* Written exercise
Write out the records below word for word, please.

* Records provided
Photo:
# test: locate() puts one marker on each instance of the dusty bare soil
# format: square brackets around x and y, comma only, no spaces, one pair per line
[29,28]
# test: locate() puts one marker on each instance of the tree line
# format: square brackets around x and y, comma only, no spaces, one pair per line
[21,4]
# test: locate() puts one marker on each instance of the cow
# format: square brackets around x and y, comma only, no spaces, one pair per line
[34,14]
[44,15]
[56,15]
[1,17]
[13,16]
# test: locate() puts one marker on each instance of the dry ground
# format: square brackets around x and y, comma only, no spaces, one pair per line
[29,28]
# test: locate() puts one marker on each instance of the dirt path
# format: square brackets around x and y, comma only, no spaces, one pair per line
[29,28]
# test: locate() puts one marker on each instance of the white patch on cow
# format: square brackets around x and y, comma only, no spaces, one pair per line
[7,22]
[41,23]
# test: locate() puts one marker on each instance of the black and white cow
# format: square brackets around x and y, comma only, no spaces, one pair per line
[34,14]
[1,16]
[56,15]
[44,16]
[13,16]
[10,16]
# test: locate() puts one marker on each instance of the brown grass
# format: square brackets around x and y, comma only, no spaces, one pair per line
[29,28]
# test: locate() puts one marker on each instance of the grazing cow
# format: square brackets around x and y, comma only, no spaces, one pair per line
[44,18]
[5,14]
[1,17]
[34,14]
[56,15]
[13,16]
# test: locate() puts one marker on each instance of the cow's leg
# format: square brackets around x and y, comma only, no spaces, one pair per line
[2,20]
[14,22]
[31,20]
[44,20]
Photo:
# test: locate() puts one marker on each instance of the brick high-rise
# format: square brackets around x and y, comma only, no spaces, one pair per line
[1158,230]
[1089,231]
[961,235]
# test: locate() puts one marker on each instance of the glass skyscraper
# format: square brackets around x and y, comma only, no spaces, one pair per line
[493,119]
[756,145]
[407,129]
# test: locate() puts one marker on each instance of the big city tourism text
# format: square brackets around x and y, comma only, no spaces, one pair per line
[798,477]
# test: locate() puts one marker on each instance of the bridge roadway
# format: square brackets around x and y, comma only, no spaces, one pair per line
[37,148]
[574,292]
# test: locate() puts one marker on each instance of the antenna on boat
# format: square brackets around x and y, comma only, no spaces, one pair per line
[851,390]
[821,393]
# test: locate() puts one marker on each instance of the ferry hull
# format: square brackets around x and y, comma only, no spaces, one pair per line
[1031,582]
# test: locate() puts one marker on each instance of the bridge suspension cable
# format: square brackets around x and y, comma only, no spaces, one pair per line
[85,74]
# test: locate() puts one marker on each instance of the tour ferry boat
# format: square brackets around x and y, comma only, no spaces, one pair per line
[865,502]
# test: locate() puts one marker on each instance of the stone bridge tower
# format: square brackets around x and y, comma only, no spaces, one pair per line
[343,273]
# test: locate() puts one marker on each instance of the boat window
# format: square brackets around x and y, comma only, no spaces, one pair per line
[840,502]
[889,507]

* Final answer
Photo:
# test: locate() puts one marker on each instance of the dusty bare soil
# format: square brackets around x and y, comma only, no spaces, one pair per line
[29,28]
# test: locate() puts one marker on each instance of the tree line
# format: square brackets around x and y, comma only, no spaces, one pair per line
[21,4]
# test: locate() puts one marker on each instance of the cow
# format: square brackets around x and y, comma only, no spaces, one pair per line
[34,14]
[44,15]
[56,15]
[1,17]
[13,16]
# test: locate() puts one marker on each instance of the dry ground
# format: square brackets around x and y, comma only, no spaces, one pair per line
[29,28]
# test: locate() puts one marker on each instance of the dirt path
# format: square brackets around x and y, comma only, no spaces, one pair per line
[29,28]
# test: locate() puts one marker on each instance of the white patch on cow
# format: square brackets around x and y, comma only, no spaces, one pair per line
[7,22]
[41,23]
# test: locate() puts one marker on each instance of the black and white cow
# format: square brackets around x and y, comma only, no spaces, one pair per line
[34,14]
[1,16]
[56,15]
[44,16]
[13,16]
[10,16]
# test: locate() puts one marker on each instance of the brown grass
# format: square brackets around x and y, comma only, no spaces, one pair per line
[29,28]
# test: locate() puts one marker on each instance of the grazing cow
# format: square brackets around x and y, comma only, no spaces, one pair per line
[44,18]
[5,14]
[1,17]
[34,14]
[56,15]
[13,16]
# test: locate() puts one marker on each instance of the cow's leg
# format: square brackets around x and y, comma only, no spaces, one pair per line
[2,20]
[14,22]
[31,20]
[44,20]
Photo:
# test: locate() puts one marker on each instance of the brick high-rise
# format: square brackets around x and y, comma only, no spaces, one pair per line
[1158,230]
[1089,231]
[961,235]
# test: locate() puts one marker on each instance of the glass skyscraper
# format: square brackets around x and y, comma only, no spaces, one pair per line
[493,119]
[756,145]
[407,129]
# test: locate() puts one marker on each instance of the big city tourism text
# format: square brackets around x and y, comma only, no spaces, one pair per line
[798,477]
# test: locate() puts one marker on each instance of the bridge roadway
# format: square brackets around x and y, comma only, no spaces, one pair per line
[37,148]
[574,292]
# test: locate() puts one marker on each instance of the antenna on boat
# format: square brackets around x and y, comma only, no spaces, one pair per line
[851,390]
[821,393]
# test: locate() puts one marker on each instance of the ferry hull
# format: square brackets around x and y, comma only, no spaces, one pair per line
[1031,582]
# test: locate() puts one marker on each instance of the bridge suspension cable
# format: square brackets around x and y, comma only, no spaces, one pair per line
[85,74]
# test: locate() puts one marker on each instance of the tour ferry boat
# format: square brackets around x and y, comma only, no spaces, one pair per line
[865,502]
# test: locate() puts one marker on each instance of the stone bridge tower
# format: square brackets around x and y, comma only, no spaces, one pair per line
[343,273]
# test: locate() puts one marker on each instance of the boat window
# format: square brackets around x and y, comma only, no spaces, one pair per line
[840,502]
[889,507]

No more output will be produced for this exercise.